━━━ Exercise text ━━━
Can we establish a clear benchmark using criteria of certainty, necessity, universality, corrigibility (falsifiability), certainty, or predictive capacity by which to rank in order the following areas of study: mathematics, physics, astrology, genetics, biology, psychoanalysis, psychology, history, political science, sociology, and economics. Would this establish a reliable table of scientific merit? Are such ranking criteria appropriate or should other factors be considered and, if so, what would they be?

In spite of many historical attempts, the philosophy of science has failed to establish uncontroversial necessary and sufficient conditions that would satisfy a definition of ‘science’ (see Science and reason). At present it appears that what we call science is, more or less, our most rigorous application of reason to an assemblage of theories, principles, and practices that share a family resemblance as a means of enquiry. It is this that has proved our most effective way of organising the knowledge we use to understand, explain, and manage the natural world.

In at least a practical and intellectual sense the special sciences are autonomous, their explanations, methodologies, terms, and objects of study are perceived as self-sufficient without any requirement or benefits flowing from translation to another scale or ‘lower level’ in spite of assumptions about successful reductions in the past and the causal completeness of physics.

Fundamental can be ontic (that out of which everything is made – microphysics) or epistemic (that to which everything conforms).

When we reduce are we suggesting a relation of identity between the reduced and reducing entities that justifies the elimination of the reduced entity: or are we merely referring to differe3nt modes of describing the same thing?

Method & subject-matter

It is a characteristic of explanation that it abstracts: it considers one particular aspect of the natural world to the exclusion of a more general context. In general our focus is on the explanation, not the context, the context being assumed or taken for granted. When a biologist gives an explanation of the way a heart pumps blood, it is assumed that the laws of physics are in operation – this does not have to be stated. Thus all explanations we provide have two key characteristics: firstly, abstraction – that is, they abstract from a greater whole, they focus on a particular situation or object while ignoring the context; secondly, they enter a potential analytic or synthetic regress. Explanations thus resemble our perceptive and cognitive focus by paying attention to a particular set of circumstances (foreground) while ignoring the wider context (background). In providing an explanation there is a kind of unspoken rider … something along the lines … ‘assuming the uniformity of nature, and other things being equal (ceteris paribus)’.

Principle 3 – Explanations abstract information from a wider context

Proximate & ultimate explanation
Is sex for recreation or procreation?
━━━
● **Work task 1**:
In the passage on the philosophy of science, what two key characteristics do all explanations have?
● **Work task 2**:
Carry the passage on the philosophy of science forward from its last line.
━━━ Entries supplied ━━━
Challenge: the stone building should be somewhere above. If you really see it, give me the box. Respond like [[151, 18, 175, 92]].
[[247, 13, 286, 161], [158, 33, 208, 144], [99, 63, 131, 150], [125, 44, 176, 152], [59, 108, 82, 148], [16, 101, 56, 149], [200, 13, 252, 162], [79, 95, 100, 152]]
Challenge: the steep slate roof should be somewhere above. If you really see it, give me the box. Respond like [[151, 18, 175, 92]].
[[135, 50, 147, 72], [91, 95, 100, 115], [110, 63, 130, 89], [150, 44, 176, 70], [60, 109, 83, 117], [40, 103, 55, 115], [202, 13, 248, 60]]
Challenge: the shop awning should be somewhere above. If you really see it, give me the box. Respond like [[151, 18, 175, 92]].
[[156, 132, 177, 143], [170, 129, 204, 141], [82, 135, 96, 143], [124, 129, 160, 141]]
━━━
● **Exercise result 1**:
They abstract from a greater whole, and they enter a potential analytic or synthetic regress.

● **Exercise result 2**:
A proximate explanation is the explanation that is closest to the event that is to be explained while an ultimate explanation is a more distant reason. In behaviour a proximate cause is the immediate trigger for that behaviour: the proximate cause for running might be a gun shot, the ultimate cause being survival. Biology itself divides in its approach to proximal and ultimate causes. Ultimate causes usually relate to evolution and adaptation and therefore function, answering the question of why selection favoured that trait – and the answers tend to be teleological. Proximal causes deal with day-to-day situations and immediate causation. Proximate and ultimate explanations are complementary, they are not in opposition with one being better or more explanatory than the other, both have their place. This is a trap for the unwary since proximate answers can be mistakenly given to ultimate questions.

So, one possibility is that there is no privileged perspective that entails all others, each is equally valid and the explanation that is most appropriate will depend on the particular circumstances. In all this we are abstracting and studying certain factors while ignoring others. When we study the genetic code we do not consider it appropriate to think about electrons and quantum mechanics: when we study the heart we do not worry about gravity or consult the periodic table.

Principle 9 – Satisfactory explanations generally depend, not on the size of the units under consideration or the inclusiveness of the frame of reference, but the plausibility, effectiveness, or utility of the answer in relation to the question posed.

So, sex is for both procreation and pleasure.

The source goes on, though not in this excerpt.